**Provided data:**
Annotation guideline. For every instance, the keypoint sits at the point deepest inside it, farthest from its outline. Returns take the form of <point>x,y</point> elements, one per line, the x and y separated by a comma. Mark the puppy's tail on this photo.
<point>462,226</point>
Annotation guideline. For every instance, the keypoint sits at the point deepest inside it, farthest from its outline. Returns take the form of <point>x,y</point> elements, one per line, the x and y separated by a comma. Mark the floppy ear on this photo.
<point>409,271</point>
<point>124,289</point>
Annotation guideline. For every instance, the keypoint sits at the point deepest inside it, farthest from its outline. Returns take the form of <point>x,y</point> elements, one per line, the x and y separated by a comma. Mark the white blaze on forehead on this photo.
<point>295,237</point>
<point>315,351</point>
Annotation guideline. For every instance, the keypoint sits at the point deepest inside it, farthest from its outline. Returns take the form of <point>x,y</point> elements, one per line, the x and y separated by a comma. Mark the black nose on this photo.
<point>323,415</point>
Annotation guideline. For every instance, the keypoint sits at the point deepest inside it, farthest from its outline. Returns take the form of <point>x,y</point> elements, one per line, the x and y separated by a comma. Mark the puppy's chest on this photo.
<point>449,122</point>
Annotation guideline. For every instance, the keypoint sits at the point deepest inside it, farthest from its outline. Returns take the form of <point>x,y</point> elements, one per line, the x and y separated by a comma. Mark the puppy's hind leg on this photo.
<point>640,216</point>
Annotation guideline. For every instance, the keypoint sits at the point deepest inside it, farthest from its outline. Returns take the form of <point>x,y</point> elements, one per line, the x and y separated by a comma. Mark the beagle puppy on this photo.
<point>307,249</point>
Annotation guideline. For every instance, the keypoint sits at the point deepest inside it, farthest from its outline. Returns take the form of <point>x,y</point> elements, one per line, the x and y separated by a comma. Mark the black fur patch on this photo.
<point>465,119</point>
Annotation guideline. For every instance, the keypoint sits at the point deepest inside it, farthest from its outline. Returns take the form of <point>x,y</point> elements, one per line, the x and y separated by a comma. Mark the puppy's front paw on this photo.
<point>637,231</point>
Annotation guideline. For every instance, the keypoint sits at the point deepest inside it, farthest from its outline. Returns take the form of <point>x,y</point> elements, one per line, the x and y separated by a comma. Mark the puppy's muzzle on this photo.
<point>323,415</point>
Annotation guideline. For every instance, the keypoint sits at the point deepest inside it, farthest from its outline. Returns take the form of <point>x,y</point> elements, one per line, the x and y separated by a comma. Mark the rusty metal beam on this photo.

**Problem:** Transcribe the entries above so that nothing in them differs from the original.

**The completed task:**
Annotation guideline. For every instance, the keypoint sits at the point deepest inside it, farthest from its outline. Returns take the form of <point>x,y</point> elements, one per line, the x and y separated by a comma. Mark the puppy's tail on this photo.
<point>462,226</point>
Annotation guideline. For every instance, the keypoint sits at the point deepest inside it, farthest from its outline. Returns take the form of <point>x,y</point> elements, one per line, the x and y separated by a comma. Mark the floppy ear on this photo.
<point>409,271</point>
<point>124,289</point>
Annotation guideline. For every instance, the keypoint sits at the point deepest inside it, farthest from its outline. Returns take the form of <point>x,y</point> elements, one per line, the x and y separated by a comma. Mark the white blaze on forehead on this photo.
<point>295,237</point>
<point>315,351</point>
Annotation guideline. For every instance, the keypoint sits at the point deepest inside it, farthest from its outline. Returns take the form of <point>x,y</point> elements, one per line, the x and y separated by a comma. Mark the black nose on this photo.
<point>323,415</point>
Annotation guideline. For every instance, the keypoint sits at the point deepest inside it, farthest from its outline. Returns take the form of <point>x,y</point> elements, one per line, the x and y separated by a comma. Mark the puppy's chest on this photo.
<point>449,122</point>
Annotation guideline. For every instance, the keypoint sits at the point deepest inside it, farthest from its outline. Returns take the form of <point>x,y</point> elements, one per line, the x and y separated by a comma. Mark the puppy's hind leg on this photo.
<point>640,216</point>
Annotation guideline. For every instance, the keypoint sits at the point deepest inside it, farthest from its outline. Returns take the form of <point>x,y</point> elements, one per line, the x and y separated by a comma. Mark the beagle puppy on this photo.
<point>307,249</point>
Annotation guideline. For every instance, the keypoint sits at the point deepest inside it, farthest from its outline. Returns take the form of <point>x,y</point> elements, one per line, the x and y separated by a comma. Mark the black fur patch on this photo.
<point>465,119</point>
Annotation guideline. For every instance, the keypoint sits at the point deepest inside it, farthest from its outline. Returns take the form of <point>x,y</point> elements, one per line, the x and y separated by a comma. Mark the puppy's front paw on this photo.
<point>637,231</point>
Annotation guideline. For every instance, the keypoint sits at the point deepest inside it, farthest from its outline. Returns take the form of <point>x,y</point> elements, one per line, the x and y separated by a comma. Mark the puppy's muzzle on this photo.
<point>323,415</point>
Annotation guideline. For every instance, the keypoint sits at the point deepest inside it, farthest from its outline. Returns take the form of <point>x,y</point> elements, one per line, the x and y separated by a comma. Mark the rusty metal beam on this photo.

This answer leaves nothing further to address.